--- WHAT TO DO ---
Copy the post about Nokia's low-end Linux phones word for word, starting at the words "Their MeeGo/QT work, now" and ending after the words "could have rendered....".

--- TEXT EXCERPT ---
═══
Nokia Preps Linux OS For Low-End Smartphones
itwbennett writes "Nokia is going after the low-end smartphone market with a Linux-based OS code-named 'Meltemi.' The phones are expected to cost under $100 without subsidies. A Nokia spokesman's no-comment comment went like this: 'Of course, we don't comment on future products or technologies. However, I can say that our Mobile Phones team has a number of exciting projects in the works that will help connect the next billion consumers to the Internet.'"
What I don't understand about this plan(assuming it isn't mere rumor) is that the linux-based OS is supposed to be for cheap, low-spec phones that their new MS/Nokia BFF WP7 deal doesn't provide them with an OS suitable for...
Their MeeGo/QT work, now orphaned, was largely aimed at higher end smartphones, the same ones that are now going to be WP7 devices. None of the linux-with-custom-stuff-on-top phone OSes(MeeGo, Android, WebOS) work particularly well on sub-smartphone hardware. They are powerful, have some nice features, and don't suffer from some of the horrid, idiosyncratic development environments of the old dumbphone and featurephone OSes; but they don't actually scale down very far before you are looking at some seriously dire performance, RAM so limited that multitasking is largely a theoretical benefit, and a screen so lousy that your decent browser is nearly useless for anything that isn't a deeply spartan 'mobile' website that a 1997 WAP phone could have rendered....
═══
--- INFORMATION SHOWN ---
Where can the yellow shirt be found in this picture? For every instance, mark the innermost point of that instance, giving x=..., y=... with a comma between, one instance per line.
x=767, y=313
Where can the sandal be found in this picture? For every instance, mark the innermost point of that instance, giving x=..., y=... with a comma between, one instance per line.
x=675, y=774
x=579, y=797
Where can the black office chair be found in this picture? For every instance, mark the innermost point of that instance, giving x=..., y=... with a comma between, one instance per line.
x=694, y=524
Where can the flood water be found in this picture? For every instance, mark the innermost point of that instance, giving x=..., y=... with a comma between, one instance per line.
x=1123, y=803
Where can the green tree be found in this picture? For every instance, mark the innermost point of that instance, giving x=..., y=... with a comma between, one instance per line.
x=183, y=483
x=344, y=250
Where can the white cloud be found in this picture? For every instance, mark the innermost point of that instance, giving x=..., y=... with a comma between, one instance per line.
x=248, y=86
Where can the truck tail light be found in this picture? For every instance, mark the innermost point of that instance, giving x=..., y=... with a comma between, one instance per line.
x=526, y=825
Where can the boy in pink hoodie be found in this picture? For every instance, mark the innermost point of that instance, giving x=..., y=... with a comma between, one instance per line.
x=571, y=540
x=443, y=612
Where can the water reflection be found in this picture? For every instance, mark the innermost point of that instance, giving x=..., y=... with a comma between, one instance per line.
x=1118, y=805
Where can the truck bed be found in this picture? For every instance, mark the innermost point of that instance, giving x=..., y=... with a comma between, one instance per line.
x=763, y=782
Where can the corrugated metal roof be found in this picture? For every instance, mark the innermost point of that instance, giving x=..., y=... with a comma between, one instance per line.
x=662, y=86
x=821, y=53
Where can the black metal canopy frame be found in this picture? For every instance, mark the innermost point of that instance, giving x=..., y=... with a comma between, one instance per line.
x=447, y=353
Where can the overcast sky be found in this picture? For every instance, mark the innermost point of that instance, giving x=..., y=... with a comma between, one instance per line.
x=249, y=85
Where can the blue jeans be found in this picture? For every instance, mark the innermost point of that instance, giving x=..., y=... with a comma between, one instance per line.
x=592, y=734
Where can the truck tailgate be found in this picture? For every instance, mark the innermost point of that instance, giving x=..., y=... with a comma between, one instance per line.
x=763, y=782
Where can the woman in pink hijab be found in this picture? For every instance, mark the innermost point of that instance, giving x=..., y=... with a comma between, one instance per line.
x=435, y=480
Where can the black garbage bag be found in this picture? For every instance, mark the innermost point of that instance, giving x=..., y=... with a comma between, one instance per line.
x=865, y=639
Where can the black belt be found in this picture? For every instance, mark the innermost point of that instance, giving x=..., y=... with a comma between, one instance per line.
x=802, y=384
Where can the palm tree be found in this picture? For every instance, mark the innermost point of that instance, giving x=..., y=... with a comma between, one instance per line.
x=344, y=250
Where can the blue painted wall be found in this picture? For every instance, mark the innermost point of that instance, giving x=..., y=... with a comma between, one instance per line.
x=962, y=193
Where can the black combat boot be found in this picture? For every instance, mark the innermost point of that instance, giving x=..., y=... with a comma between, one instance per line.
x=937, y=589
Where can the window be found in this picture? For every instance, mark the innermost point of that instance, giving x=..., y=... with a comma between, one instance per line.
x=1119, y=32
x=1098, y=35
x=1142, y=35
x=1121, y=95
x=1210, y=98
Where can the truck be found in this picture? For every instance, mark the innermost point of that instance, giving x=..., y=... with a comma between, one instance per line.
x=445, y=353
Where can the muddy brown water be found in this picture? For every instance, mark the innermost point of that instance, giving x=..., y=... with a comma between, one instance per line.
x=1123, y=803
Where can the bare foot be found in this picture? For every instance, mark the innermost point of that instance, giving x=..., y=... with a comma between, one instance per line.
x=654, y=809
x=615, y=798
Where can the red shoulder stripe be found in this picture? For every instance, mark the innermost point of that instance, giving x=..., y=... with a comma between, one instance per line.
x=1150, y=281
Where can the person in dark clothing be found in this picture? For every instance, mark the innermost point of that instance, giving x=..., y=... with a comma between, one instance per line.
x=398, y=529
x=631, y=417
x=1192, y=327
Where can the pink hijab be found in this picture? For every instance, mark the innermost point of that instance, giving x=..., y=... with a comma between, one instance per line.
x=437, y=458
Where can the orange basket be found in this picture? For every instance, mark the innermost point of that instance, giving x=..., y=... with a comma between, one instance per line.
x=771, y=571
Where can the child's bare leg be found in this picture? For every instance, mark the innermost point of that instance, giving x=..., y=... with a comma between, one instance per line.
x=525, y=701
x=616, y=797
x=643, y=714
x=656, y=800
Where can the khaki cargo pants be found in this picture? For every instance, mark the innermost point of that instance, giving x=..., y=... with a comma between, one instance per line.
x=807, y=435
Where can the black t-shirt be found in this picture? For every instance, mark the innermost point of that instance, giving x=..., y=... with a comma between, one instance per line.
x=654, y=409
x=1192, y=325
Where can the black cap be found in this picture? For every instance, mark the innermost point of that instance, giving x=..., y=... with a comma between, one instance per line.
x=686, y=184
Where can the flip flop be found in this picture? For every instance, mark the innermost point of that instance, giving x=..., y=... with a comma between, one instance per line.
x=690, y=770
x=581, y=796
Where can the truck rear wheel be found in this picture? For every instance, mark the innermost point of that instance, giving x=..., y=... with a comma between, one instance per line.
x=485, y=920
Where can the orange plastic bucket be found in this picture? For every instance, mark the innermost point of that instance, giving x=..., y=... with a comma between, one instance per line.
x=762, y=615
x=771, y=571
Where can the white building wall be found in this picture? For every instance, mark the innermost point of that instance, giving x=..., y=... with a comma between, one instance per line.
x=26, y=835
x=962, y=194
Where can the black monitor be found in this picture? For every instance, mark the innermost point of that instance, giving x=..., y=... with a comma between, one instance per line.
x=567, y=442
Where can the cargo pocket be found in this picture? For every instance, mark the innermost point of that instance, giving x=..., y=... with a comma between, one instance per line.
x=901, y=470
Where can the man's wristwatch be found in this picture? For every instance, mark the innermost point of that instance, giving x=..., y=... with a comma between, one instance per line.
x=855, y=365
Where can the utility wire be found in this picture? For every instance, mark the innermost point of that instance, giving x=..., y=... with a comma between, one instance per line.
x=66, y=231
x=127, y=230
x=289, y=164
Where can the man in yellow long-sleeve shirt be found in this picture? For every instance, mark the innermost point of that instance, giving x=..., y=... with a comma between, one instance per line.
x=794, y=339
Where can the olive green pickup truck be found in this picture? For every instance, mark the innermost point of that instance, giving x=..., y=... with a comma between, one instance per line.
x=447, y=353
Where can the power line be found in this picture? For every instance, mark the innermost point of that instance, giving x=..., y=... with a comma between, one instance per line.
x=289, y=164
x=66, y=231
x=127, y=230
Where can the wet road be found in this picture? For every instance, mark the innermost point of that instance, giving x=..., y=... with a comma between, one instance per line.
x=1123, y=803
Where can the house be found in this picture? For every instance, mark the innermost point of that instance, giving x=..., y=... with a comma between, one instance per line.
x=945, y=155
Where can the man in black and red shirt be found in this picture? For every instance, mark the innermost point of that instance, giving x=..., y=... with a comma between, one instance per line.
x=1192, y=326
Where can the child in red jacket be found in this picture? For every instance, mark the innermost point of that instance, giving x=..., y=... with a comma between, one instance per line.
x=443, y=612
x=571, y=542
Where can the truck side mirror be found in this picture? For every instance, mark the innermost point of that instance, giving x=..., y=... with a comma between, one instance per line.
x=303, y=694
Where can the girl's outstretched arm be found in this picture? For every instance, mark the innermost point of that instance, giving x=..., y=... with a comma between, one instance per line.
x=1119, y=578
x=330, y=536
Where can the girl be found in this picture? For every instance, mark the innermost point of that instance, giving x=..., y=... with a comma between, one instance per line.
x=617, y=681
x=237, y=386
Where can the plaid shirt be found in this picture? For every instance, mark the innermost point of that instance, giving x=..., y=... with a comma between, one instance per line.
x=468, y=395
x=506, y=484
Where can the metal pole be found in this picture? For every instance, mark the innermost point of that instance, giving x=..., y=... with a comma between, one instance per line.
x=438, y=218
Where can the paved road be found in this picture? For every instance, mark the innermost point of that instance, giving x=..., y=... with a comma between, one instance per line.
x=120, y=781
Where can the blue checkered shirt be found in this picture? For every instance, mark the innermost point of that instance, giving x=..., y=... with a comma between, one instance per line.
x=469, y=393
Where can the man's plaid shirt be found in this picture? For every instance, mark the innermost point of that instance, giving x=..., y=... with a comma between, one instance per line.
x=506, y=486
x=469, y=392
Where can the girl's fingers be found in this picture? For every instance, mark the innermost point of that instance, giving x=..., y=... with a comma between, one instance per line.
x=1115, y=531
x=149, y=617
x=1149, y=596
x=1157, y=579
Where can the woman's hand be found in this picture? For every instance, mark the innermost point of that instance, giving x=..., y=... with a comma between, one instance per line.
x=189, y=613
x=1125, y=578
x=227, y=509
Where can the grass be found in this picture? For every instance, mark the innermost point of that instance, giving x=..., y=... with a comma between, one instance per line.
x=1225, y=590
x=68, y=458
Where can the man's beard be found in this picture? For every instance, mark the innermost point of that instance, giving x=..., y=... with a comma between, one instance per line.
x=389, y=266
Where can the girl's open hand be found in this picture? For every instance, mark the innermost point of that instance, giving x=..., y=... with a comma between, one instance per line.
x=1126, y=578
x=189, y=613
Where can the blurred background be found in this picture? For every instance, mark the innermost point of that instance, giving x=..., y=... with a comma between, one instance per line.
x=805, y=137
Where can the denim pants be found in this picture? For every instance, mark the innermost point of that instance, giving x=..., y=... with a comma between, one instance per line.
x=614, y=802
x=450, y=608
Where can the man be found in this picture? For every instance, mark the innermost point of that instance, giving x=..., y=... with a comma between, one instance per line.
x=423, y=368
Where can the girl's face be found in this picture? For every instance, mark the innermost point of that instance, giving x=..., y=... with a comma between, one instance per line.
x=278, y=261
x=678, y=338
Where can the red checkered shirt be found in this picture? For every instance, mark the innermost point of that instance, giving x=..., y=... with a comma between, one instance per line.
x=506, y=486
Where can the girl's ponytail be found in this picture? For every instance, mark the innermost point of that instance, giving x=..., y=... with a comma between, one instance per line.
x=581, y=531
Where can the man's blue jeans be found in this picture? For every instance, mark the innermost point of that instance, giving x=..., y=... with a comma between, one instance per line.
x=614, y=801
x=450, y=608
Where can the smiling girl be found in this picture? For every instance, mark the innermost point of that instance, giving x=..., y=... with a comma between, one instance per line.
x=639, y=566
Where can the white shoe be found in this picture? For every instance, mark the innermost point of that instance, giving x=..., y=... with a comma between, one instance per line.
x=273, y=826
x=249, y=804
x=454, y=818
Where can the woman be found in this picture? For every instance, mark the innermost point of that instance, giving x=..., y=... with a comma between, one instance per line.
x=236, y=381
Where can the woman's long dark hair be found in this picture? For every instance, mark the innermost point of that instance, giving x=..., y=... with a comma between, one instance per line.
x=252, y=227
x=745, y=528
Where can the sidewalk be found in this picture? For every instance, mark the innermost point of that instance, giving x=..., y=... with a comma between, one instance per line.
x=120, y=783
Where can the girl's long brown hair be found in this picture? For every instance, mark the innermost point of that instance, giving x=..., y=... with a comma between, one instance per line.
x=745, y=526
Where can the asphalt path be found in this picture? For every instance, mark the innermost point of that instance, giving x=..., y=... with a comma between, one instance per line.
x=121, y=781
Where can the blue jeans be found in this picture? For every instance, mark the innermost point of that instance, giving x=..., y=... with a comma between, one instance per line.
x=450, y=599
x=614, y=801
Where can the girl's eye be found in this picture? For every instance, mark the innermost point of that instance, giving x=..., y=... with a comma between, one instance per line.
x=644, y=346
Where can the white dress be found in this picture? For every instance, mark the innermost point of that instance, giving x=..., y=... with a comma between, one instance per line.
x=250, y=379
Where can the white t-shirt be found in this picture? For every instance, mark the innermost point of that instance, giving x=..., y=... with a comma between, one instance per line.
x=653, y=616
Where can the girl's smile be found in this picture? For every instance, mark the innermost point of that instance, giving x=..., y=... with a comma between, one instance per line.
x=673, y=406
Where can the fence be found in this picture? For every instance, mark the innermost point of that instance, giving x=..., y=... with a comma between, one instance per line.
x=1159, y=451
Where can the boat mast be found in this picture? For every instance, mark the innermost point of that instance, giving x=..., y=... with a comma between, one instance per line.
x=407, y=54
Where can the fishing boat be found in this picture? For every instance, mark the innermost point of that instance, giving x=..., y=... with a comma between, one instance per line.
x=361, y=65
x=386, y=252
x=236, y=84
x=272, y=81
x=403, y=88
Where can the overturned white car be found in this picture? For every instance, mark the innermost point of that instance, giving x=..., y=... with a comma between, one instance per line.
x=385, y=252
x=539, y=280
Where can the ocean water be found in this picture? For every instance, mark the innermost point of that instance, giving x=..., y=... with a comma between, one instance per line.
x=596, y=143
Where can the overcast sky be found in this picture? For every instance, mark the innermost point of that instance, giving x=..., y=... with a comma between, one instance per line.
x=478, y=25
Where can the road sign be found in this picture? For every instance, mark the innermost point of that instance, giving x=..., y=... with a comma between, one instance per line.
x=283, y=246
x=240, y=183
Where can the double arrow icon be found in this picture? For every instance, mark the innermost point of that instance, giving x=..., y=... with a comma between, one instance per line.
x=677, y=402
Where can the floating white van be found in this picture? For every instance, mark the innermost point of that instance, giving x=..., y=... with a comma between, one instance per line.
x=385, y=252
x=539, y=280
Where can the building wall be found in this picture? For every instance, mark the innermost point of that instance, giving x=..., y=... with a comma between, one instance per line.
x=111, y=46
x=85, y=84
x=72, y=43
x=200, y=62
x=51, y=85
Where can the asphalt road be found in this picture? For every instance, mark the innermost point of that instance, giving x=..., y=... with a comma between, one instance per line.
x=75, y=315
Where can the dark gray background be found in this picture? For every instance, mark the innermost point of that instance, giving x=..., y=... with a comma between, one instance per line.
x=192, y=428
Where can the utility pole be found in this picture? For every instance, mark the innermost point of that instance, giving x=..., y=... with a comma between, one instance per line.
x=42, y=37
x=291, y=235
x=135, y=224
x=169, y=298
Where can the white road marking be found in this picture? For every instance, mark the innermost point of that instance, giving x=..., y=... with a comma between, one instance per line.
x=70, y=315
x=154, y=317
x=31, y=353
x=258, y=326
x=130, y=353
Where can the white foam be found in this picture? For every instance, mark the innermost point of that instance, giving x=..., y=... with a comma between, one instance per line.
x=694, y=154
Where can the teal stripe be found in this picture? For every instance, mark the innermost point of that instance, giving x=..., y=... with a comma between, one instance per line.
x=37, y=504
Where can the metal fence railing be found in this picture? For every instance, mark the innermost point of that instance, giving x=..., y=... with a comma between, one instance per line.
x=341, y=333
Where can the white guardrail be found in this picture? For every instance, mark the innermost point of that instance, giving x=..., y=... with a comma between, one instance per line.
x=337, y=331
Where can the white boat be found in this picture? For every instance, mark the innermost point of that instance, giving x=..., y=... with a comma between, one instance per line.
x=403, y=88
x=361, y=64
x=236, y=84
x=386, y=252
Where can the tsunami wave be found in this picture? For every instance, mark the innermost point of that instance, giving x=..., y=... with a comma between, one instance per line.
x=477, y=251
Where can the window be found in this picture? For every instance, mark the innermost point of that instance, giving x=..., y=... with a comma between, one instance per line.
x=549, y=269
═══
--- WORKED ANSWER ---
Their MeeGo/QT work, now orphaned, was largely aimed at higher end smartphones, the same ones that are now going to be WP7 devices. None of the linux-with-custom-stuff-on-top phone OSes(MeeGo, Android, WebOS) work particularly well on sub-smartphone hardware. They are powerful, have some nice features, and don't suffer from some of the horrid, idiosyncratic development environments of the old dumbphone and featurephone OSes; but they don't actually scale down very far before you are looking at some seriously dire performance, RAM so limited that multitasking is largely a theoretical benefit, and a screen so lousy that your decent browser is nearly useless for anything that isn't a deeply spartan 'mobile' website that a 1997 WAP phone could have rendered....